EXERCISE OBJECTIVE:
The output should be every line below that includes the word "mountain".
◇ ◇ ◇ ◇ ◇
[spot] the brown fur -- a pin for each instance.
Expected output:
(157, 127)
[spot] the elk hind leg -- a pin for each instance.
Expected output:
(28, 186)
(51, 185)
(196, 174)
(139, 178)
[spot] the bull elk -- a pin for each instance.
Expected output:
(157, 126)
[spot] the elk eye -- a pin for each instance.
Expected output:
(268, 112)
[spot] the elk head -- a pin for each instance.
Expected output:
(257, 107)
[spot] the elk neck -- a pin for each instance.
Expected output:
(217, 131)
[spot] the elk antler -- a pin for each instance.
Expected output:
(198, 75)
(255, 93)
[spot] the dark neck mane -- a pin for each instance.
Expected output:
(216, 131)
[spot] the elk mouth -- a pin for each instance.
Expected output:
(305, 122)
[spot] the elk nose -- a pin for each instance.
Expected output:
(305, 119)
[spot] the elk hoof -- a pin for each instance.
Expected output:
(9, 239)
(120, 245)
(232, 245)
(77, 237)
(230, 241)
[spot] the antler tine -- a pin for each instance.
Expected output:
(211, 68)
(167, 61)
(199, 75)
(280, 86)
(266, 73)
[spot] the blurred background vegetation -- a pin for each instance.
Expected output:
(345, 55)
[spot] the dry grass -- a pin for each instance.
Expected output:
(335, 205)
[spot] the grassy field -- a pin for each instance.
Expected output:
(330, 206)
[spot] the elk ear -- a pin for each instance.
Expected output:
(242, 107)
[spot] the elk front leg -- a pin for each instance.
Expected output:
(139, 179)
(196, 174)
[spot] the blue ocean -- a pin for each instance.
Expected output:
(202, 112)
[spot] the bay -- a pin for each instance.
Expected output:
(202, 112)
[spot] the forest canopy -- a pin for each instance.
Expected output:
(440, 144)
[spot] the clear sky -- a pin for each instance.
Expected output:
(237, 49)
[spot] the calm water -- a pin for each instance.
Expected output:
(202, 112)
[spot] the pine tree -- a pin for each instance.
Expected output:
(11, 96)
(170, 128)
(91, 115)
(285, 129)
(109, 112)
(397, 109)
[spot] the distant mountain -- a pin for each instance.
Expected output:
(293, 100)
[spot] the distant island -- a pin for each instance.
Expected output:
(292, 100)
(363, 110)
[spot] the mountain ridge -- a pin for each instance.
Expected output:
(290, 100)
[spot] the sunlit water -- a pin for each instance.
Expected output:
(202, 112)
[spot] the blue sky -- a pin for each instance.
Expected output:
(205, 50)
◇ ◇ ◇ ◇ ◇
YOUR SOLUTION:
[spot] the distant mountain -- a pin for each instance.
[spot] the mountain ridge -- a pin for each instance.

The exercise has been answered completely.